:: Passage to read ::

I’ve had a weight problem since I was 6. I’ve weighed as much as 256 pounds, and I’m currently around 225. At that weight and standing 5’4″, my BMI is 38.6, which makes me “obese” or “extremely obese,” depending on which chart you read.
Just thought I’d get that out right at the start of my blog here at Health.com, because certainly someone will check out my contributor photo and realize that I am not a slim woman. I’ve never been smaller than a size 14 (though I’m still determined to get into a 12). And just as my diabetic colleague Sean Kelley knows more than most about his disease, I know quite a bit about mine.
There’s a funny thing about our perceptions of overweight people. We accept that people living with diabetes, cancer, celiac disorder, or any other condition know enough to teach the rest of us a thing or two. But we don’t expect people who are struggling with extra fat to know anything about how to fight it. And it really rankles some people that those who teach about healthy eating have obvious weight struggles.

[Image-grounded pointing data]
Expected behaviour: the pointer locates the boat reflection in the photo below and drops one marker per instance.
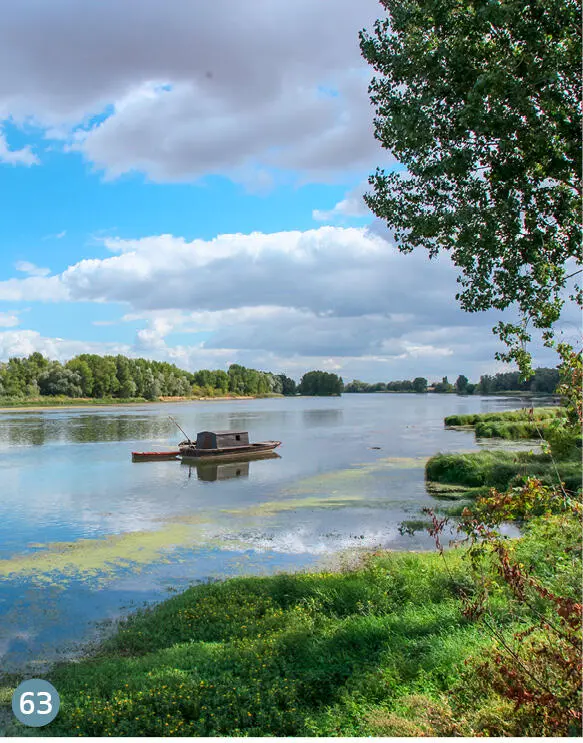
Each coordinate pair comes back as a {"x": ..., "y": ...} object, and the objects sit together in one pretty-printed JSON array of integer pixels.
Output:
[{"x": 211, "y": 471}]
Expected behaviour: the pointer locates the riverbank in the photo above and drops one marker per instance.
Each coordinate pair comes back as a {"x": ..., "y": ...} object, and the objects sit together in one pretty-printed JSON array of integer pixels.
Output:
[
  {"x": 386, "y": 648},
  {"x": 399, "y": 644},
  {"x": 76, "y": 403}
]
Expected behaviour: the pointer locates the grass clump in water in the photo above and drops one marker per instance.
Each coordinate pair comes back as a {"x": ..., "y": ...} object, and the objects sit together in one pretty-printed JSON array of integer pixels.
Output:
[
  {"x": 377, "y": 650},
  {"x": 507, "y": 416},
  {"x": 501, "y": 469}
]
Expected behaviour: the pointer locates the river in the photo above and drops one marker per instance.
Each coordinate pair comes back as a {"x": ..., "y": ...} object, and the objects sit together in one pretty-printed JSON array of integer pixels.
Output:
[{"x": 86, "y": 535}]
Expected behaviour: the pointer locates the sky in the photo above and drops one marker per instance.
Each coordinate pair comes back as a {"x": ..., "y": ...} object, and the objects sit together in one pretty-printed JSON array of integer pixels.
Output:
[{"x": 183, "y": 181}]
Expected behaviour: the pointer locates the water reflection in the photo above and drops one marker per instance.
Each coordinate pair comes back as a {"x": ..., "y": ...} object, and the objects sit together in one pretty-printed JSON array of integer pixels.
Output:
[
  {"x": 326, "y": 417},
  {"x": 39, "y": 429}
]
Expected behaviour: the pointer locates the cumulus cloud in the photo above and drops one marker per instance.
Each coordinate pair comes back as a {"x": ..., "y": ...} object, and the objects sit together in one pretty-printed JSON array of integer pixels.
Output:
[
  {"x": 352, "y": 205},
  {"x": 24, "y": 342},
  {"x": 24, "y": 156},
  {"x": 181, "y": 90},
  {"x": 340, "y": 296}
]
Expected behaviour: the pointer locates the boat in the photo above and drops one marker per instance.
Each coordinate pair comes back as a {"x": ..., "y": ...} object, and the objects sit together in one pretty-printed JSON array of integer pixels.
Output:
[
  {"x": 152, "y": 456},
  {"x": 231, "y": 445}
]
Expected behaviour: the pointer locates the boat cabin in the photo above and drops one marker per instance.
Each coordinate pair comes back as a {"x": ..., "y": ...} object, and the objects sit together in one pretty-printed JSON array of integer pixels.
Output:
[{"x": 221, "y": 439}]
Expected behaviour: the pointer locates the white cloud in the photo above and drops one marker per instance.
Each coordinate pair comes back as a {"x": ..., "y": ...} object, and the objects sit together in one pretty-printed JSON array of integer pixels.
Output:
[
  {"x": 334, "y": 295},
  {"x": 24, "y": 156},
  {"x": 31, "y": 269},
  {"x": 352, "y": 205},
  {"x": 195, "y": 88},
  {"x": 25, "y": 342}
]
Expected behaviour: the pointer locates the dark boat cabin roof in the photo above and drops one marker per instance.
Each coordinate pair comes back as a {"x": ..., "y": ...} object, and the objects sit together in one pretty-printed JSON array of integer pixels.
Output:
[
  {"x": 221, "y": 433},
  {"x": 221, "y": 439}
]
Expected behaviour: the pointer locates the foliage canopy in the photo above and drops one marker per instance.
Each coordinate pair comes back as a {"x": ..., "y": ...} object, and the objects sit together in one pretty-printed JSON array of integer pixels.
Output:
[{"x": 480, "y": 100}]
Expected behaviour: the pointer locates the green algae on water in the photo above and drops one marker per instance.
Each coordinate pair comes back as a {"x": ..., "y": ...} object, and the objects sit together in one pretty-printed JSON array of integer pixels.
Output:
[{"x": 98, "y": 558}]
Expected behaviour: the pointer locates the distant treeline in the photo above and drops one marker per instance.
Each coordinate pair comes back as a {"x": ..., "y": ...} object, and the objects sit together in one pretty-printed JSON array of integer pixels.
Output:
[
  {"x": 93, "y": 376},
  {"x": 544, "y": 381}
]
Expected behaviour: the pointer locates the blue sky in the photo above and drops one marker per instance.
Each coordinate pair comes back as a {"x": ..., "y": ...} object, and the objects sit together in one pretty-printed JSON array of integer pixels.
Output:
[{"x": 180, "y": 186}]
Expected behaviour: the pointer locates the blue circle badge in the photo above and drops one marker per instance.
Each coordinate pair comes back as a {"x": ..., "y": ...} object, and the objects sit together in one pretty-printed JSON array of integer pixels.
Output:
[{"x": 35, "y": 703}]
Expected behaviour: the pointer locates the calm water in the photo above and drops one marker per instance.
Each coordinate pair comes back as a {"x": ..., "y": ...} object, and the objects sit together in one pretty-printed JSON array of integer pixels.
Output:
[{"x": 85, "y": 534}]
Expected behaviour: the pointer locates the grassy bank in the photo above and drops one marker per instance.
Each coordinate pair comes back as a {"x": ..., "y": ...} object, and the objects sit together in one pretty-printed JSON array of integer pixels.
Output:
[
  {"x": 501, "y": 469},
  {"x": 510, "y": 424},
  {"x": 377, "y": 650},
  {"x": 8, "y": 403}
]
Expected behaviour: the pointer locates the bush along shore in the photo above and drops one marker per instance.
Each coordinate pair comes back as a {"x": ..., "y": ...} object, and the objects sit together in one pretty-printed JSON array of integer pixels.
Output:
[
  {"x": 533, "y": 423},
  {"x": 480, "y": 639}
]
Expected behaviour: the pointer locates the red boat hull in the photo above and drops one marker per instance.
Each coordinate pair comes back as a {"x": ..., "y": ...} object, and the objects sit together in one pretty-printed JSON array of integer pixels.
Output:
[{"x": 152, "y": 456}]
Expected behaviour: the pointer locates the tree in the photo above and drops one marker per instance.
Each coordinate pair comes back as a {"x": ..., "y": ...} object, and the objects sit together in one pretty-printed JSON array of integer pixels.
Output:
[
  {"x": 461, "y": 385},
  {"x": 443, "y": 386},
  {"x": 420, "y": 384},
  {"x": 320, "y": 383},
  {"x": 481, "y": 102},
  {"x": 288, "y": 385}
]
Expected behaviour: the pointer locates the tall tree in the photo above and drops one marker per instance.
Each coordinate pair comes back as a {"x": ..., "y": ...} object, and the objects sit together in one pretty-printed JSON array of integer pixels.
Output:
[{"x": 480, "y": 100}]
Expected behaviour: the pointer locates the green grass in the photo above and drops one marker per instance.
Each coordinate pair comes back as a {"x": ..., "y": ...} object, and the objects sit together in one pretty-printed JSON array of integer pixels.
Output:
[
  {"x": 507, "y": 416},
  {"x": 500, "y": 469},
  {"x": 311, "y": 654},
  {"x": 515, "y": 430}
]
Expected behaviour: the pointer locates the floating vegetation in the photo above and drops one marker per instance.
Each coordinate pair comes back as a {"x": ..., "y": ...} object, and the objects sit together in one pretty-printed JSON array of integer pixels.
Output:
[{"x": 98, "y": 558}]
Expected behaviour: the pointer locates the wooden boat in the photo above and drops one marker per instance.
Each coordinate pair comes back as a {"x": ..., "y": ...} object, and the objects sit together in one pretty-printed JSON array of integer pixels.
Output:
[
  {"x": 230, "y": 445},
  {"x": 152, "y": 456}
]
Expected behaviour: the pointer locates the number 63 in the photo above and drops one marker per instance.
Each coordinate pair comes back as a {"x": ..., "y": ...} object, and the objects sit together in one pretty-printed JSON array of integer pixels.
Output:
[{"x": 27, "y": 704}]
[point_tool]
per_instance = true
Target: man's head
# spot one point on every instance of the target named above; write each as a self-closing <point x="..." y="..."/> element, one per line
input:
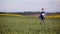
<point x="42" y="9"/>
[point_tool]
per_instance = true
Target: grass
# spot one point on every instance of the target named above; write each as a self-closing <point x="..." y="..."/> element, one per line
<point x="28" y="25"/>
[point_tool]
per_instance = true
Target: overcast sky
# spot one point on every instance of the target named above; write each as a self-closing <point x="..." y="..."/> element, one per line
<point x="29" y="5"/>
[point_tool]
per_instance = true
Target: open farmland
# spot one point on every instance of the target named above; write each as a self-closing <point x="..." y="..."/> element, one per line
<point x="18" y="24"/>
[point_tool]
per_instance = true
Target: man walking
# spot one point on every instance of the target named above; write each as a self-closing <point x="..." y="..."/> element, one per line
<point x="42" y="16"/>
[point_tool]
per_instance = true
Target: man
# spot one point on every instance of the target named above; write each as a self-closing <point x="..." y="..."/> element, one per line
<point x="42" y="16"/>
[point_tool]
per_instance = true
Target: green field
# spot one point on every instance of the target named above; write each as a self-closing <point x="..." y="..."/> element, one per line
<point x="28" y="25"/>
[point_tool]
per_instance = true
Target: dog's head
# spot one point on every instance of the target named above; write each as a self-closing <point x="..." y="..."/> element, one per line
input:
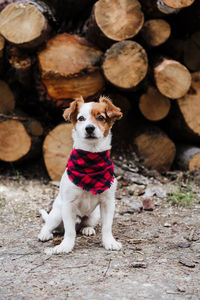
<point x="92" y="120"/>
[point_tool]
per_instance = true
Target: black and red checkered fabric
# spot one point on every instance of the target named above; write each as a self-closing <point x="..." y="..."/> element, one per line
<point x="92" y="171"/>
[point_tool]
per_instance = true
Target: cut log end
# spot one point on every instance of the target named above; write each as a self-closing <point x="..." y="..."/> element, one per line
<point x="119" y="20"/>
<point x="57" y="148"/>
<point x="153" y="105"/>
<point x="155" y="32"/>
<point x="172" y="78"/>
<point x="22" y="16"/>
<point x="125" y="64"/>
<point x="189" y="105"/>
<point x="36" y="128"/>
<point x="15" y="142"/>
<point x="69" y="68"/>
<point x="156" y="150"/>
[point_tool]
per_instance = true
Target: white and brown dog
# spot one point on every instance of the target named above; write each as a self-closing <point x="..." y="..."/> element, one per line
<point x="87" y="187"/>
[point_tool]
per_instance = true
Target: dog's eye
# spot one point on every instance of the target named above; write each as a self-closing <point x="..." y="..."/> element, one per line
<point x="100" y="118"/>
<point x="81" y="118"/>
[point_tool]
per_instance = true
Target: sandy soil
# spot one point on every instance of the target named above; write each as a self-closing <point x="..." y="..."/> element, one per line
<point x="160" y="258"/>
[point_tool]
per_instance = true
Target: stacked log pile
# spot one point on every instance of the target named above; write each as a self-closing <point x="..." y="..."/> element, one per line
<point x="145" y="55"/>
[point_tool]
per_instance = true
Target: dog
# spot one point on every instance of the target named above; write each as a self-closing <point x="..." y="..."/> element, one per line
<point x="87" y="188"/>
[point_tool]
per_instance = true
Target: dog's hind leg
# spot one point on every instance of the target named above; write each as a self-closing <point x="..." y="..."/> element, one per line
<point x="90" y="222"/>
<point x="52" y="220"/>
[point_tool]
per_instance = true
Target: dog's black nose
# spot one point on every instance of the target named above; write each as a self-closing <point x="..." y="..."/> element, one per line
<point x="90" y="129"/>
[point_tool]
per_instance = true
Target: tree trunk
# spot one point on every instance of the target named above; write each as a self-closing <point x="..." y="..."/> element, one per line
<point x="20" y="138"/>
<point x="153" y="105"/>
<point x="113" y="21"/>
<point x="172" y="78"/>
<point x="24" y="24"/>
<point x="191" y="52"/>
<point x="187" y="157"/>
<point x="56" y="150"/>
<point x="21" y="64"/>
<point x="2" y="44"/>
<point x="7" y="99"/>
<point x="154" y="148"/>
<point x="125" y="64"/>
<point x="155" y="32"/>
<point x="183" y="121"/>
<point x="69" y="68"/>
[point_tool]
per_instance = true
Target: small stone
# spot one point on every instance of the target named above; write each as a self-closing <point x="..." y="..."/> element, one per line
<point x="147" y="204"/>
<point x="167" y="225"/>
<point x="57" y="241"/>
<point x="184" y="244"/>
<point x="155" y="235"/>
<point x="136" y="206"/>
<point x="187" y="262"/>
<point x="138" y="264"/>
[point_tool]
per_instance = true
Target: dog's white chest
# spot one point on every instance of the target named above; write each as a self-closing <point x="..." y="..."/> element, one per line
<point x="87" y="203"/>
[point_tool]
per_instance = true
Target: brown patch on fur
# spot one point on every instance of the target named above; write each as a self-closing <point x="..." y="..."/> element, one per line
<point x="70" y="114"/>
<point x="108" y="110"/>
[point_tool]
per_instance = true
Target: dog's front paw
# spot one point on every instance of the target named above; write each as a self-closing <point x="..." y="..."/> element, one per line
<point x="111" y="244"/>
<point x="45" y="235"/>
<point x="88" y="231"/>
<point x="64" y="247"/>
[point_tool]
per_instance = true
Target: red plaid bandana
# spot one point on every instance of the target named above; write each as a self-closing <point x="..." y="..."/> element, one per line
<point x="92" y="171"/>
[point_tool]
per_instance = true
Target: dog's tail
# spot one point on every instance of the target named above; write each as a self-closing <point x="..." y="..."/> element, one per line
<point x="44" y="214"/>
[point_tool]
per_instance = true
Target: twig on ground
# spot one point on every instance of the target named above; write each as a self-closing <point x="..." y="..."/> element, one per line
<point x="108" y="267"/>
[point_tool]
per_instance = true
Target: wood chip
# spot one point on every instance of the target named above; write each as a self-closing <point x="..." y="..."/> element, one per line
<point x="147" y="204"/>
<point x="139" y="264"/>
<point x="184" y="244"/>
<point x="187" y="262"/>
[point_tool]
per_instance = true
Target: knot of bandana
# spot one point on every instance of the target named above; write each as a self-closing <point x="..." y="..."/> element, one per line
<point x="92" y="171"/>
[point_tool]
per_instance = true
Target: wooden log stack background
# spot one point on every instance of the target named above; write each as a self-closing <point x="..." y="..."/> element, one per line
<point x="145" y="55"/>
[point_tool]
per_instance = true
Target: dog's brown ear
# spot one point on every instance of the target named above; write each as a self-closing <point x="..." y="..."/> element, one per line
<point x="70" y="113"/>
<point x="112" y="111"/>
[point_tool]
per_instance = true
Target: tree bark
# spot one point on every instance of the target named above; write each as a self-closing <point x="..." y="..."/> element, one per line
<point x="182" y="123"/>
<point x="21" y="64"/>
<point x="155" y="32"/>
<point x="56" y="150"/>
<point x="69" y="68"/>
<point x="125" y="64"/>
<point x="7" y="99"/>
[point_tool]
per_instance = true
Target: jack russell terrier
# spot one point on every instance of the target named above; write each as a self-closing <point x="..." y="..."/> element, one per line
<point x="87" y="188"/>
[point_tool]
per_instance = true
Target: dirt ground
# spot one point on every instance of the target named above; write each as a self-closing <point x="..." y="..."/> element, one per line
<point x="160" y="258"/>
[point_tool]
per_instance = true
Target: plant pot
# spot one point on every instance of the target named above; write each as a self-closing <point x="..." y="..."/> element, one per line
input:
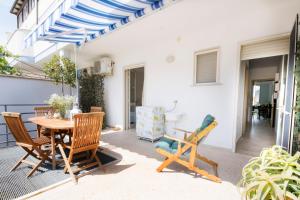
<point x="62" y="113"/>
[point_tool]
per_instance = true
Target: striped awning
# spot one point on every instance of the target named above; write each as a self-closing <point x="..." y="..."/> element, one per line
<point x="78" y="21"/>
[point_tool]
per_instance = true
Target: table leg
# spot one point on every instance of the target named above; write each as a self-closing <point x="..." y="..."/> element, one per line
<point x="38" y="127"/>
<point x="53" y="149"/>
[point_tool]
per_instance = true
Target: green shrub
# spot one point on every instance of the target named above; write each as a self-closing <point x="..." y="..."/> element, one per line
<point x="275" y="174"/>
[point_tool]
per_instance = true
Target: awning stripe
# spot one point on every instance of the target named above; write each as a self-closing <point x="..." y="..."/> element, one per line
<point x="78" y="21"/>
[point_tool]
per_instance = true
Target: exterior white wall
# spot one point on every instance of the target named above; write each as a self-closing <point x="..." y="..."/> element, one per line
<point x="181" y="30"/>
<point x="26" y="91"/>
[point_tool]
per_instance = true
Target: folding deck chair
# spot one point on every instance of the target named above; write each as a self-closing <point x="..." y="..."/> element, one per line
<point x="23" y="139"/>
<point x="184" y="151"/>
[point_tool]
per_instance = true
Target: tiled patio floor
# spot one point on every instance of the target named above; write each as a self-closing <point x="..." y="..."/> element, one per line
<point x="135" y="178"/>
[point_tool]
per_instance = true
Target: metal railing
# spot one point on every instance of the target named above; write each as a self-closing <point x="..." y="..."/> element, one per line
<point x="5" y="140"/>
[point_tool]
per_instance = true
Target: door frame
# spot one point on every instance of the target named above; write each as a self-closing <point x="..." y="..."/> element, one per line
<point x="236" y="120"/>
<point x="126" y="72"/>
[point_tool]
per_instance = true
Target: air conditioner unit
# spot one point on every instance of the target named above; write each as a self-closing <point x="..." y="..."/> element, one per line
<point x="104" y="66"/>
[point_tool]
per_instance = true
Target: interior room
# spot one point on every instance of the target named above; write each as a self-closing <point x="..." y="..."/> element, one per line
<point x="262" y="92"/>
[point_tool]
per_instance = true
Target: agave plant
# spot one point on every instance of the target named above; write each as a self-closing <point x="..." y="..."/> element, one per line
<point x="274" y="175"/>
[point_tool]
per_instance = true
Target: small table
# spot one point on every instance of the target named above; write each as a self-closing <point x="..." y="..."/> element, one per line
<point x="53" y="125"/>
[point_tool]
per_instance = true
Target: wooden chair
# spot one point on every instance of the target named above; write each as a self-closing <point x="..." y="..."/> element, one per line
<point x="86" y="138"/>
<point x="95" y="109"/>
<point x="42" y="110"/>
<point x="184" y="151"/>
<point x="23" y="139"/>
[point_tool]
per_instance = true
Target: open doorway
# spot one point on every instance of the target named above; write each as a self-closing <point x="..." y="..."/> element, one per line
<point x="134" y="90"/>
<point x="261" y="109"/>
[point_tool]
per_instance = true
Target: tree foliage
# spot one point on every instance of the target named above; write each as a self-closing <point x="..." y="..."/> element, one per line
<point x="4" y="65"/>
<point x="91" y="91"/>
<point x="61" y="70"/>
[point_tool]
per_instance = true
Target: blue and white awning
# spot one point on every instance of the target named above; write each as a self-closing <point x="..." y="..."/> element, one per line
<point x="78" y="21"/>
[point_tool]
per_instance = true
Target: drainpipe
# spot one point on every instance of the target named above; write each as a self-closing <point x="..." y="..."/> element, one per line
<point x="37" y="11"/>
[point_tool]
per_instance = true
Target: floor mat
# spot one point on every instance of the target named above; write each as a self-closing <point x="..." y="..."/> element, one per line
<point x="15" y="184"/>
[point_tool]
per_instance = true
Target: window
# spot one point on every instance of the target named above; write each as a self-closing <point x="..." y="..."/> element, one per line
<point x="28" y="6"/>
<point x="206" y="67"/>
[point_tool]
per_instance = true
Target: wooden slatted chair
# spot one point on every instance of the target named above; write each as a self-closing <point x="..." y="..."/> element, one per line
<point x="96" y="109"/>
<point x="86" y="138"/>
<point x="184" y="151"/>
<point x="23" y="139"/>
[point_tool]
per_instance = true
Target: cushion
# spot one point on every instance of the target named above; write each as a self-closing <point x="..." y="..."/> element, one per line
<point x="165" y="144"/>
<point x="172" y="145"/>
<point x="205" y="123"/>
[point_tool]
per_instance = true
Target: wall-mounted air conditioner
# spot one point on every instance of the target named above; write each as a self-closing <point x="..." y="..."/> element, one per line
<point x="104" y="66"/>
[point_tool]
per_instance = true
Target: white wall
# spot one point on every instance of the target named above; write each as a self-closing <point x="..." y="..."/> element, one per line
<point x="180" y="30"/>
<point x="26" y="91"/>
<point x="265" y="68"/>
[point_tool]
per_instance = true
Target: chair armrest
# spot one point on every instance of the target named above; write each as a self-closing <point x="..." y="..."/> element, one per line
<point x="176" y="139"/>
<point x="185" y="131"/>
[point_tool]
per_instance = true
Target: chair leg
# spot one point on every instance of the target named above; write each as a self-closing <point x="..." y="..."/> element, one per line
<point x="99" y="161"/>
<point x="207" y="175"/>
<point x="19" y="162"/>
<point x="165" y="164"/>
<point x="67" y="163"/>
<point x="69" y="159"/>
<point x="210" y="162"/>
<point x="35" y="167"/>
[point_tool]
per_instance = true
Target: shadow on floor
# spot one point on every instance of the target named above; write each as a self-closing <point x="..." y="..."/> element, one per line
<point x="15" y="184"/>
<point x="259" y="135"/>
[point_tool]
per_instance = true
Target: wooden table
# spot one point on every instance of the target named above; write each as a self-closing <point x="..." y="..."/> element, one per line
<point x="53" y="125"/>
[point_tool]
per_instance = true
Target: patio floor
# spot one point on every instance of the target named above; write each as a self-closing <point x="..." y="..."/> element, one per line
<point x="15" y="184"/>
<point x="134" y="177"/>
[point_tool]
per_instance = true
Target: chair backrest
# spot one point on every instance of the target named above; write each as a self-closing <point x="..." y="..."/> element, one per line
<point x="207" y="125"/>
<point x="42" y="110"/>
<point x="87" y="129"/>
<point x="96" y="109"/>
<point x="17" y="128"/>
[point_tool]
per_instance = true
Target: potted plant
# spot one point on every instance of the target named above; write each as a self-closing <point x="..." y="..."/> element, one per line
<point x="61" y="103"/>
<point x="275" y="174"/>
<point x="61" y="70"/>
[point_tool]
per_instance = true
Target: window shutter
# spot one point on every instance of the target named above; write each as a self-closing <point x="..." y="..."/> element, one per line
<point x="206" y="67"/>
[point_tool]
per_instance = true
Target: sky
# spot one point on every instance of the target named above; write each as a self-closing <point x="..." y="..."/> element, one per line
<point x="8" y="21"/>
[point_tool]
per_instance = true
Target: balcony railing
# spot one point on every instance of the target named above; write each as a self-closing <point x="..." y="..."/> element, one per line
<point x="26" y="110"/>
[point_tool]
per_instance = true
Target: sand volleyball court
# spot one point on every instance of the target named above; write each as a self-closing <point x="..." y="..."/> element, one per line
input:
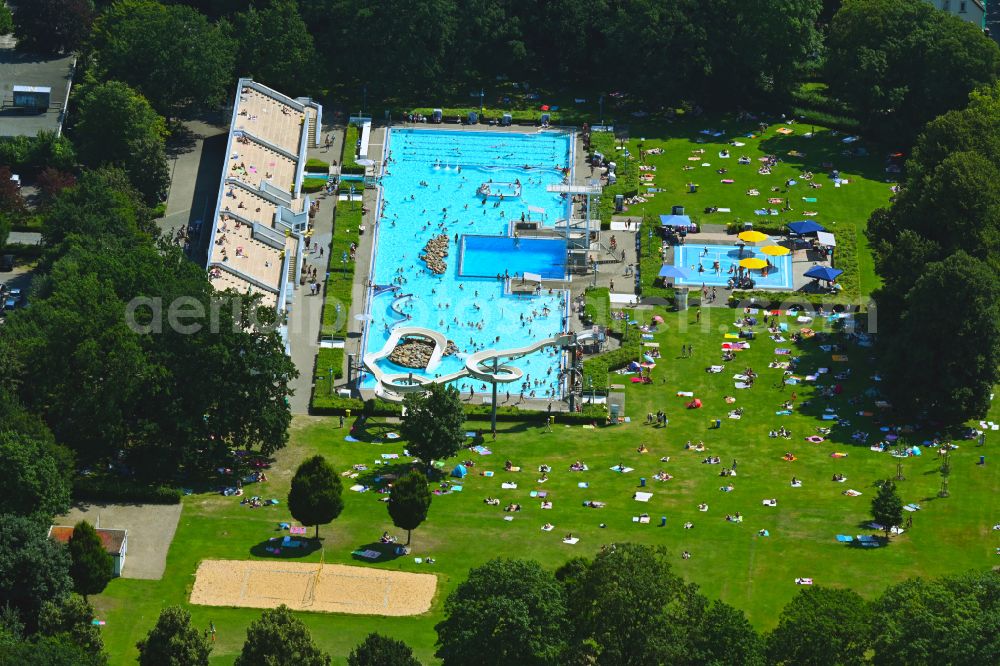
<point x="325" y="588"/>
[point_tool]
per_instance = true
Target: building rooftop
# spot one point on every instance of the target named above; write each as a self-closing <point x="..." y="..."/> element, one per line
<point x="261" y="212"/>
<point x="22" y="69"/>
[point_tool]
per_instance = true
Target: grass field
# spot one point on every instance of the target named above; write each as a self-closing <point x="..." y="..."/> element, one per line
<point x="842" y="210"/>
<point x="729" y="560"/>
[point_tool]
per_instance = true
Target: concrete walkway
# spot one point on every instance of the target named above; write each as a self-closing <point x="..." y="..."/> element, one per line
<point x="305" y="318"/>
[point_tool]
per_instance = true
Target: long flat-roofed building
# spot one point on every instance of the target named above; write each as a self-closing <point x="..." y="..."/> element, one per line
<point x="261" y="215"/>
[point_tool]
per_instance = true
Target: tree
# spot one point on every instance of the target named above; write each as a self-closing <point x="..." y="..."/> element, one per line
<point x="278" y="637"/>
<point x="887" y="508"/>
<point x="174" y="642"/>
<point x="379" y="650"/>
<point x="936" y="622"/>
<point x="964" y="348"/>
<point x="11" y="201"/>
<point x="633" y="609"/>
<point x="91" y="567"/>
<point x="821" y="626"/>
<point x="171" y="54"/>
<point x="506" y="612"/>
<point x="52" y="26"/>
<point x="52" y="181"/>
<point x="6" y="20"/>
<point x="35" y="481"/>
<point x="103" y="203"/>
<point x="930" y="65"/>
<point x="47" y="651"/>
<point x="315" y="494"/>
<point x="434" y="423"/>
<point x="116" y="126"/>
<point x="275" y="47"/>
<point x="409" y="502"/>
<point x="727" y="637"/>
<point x="71" y="618"/>
<point x="33" y="568"/>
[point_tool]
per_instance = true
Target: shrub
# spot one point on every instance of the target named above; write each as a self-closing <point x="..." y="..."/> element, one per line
<point x="598" y="367"/>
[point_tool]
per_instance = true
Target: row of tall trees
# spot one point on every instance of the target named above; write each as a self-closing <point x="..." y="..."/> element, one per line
<point x="627" y="606"/>
<point x="937" y="249"/>
<point x="899" y="63"/>
<point x="277" y="637"/>
<point x="894" y="63"/>
<point x="44" y="613"/>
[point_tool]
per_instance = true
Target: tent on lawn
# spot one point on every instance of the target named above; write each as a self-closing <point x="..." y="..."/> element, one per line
<point x="824" y="273"/>
<point x="677" y="221"/>
<point x="805" y="227"/>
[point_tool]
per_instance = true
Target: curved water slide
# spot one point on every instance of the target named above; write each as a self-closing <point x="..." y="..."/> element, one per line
<point x="391" y="386"/>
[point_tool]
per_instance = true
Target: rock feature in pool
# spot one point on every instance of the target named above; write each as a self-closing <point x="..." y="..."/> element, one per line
<point x="434" y="253"/>
<point x="416" y="353"/>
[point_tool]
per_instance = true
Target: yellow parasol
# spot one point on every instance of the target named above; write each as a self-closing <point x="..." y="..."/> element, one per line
<point x="775" y="250"/>
<point x="752" y="236"/>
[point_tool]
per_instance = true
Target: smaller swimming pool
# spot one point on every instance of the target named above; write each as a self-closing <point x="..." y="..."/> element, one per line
<point x="488" y="256"/>
<point x="689" y="257"/>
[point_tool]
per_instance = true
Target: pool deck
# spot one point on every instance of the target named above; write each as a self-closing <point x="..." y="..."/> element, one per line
<point x="362" y="269"/>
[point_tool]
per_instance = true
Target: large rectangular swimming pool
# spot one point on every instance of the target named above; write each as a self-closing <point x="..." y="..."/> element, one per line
<point x="699" y="261"/>
<point x="489" y="256"/>
<point x="431" y="190"/>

:: Tasks to carry out ::
1 > Do these statements agree with the blog post about weight? (a) The writer's BMI is 38.6. (b) The writer has at some point been smaller than a size 14. (c) Sean Kelley is a diabetic colleague of the writer. For each, answer yes or no and quote the words that decide it.
2 > According to the blog post about weight, why does the writer give weight and BMI right at the start?
3 > Carry on the blog post about weight, starting after its last sentence.

:: Replies ::
1 >
(a) Yes: "my BMI is 38.6"
(b) No: "I’ve never been smaller than a size 14"
(c) Yes: "my diabetic colleague Sean Kelley"

2 > The writer expects that someone will look at the contributor photo and realize the writer is not a slim woman. Stating the weight at the outset gets that out of the way first.

3 >
Years ago, Cooking Light, Health‘s sister magazine, published staff photos in a December issue. The staff had had a baby boom: A third were pregnant or had recently given birth when the photo was taken. Response? Readers sent in nasty letters about how fat they looked. Yet, Cooking Light‘s staff includes registered dietitians and test-kitchen pros who understand the science of healthy, diet-friendly cooking better than most culinary school–trained chefs. (And, if you ask me, better also than the people who make fat-free salad dressing.)
The reality is, even with all the credentials, we are humans first. I’ve spent most of my life trying to shed my weight, and once I joined Health‘s staff and started researching weight management as an editor, I gained a valuable perspective. Applying my journalist’s brain let me step back and do some troubleshooting from a different angle. Since then, I’ve been able to put what I’ve learned as a journalist on a weight-loss beat to successful use.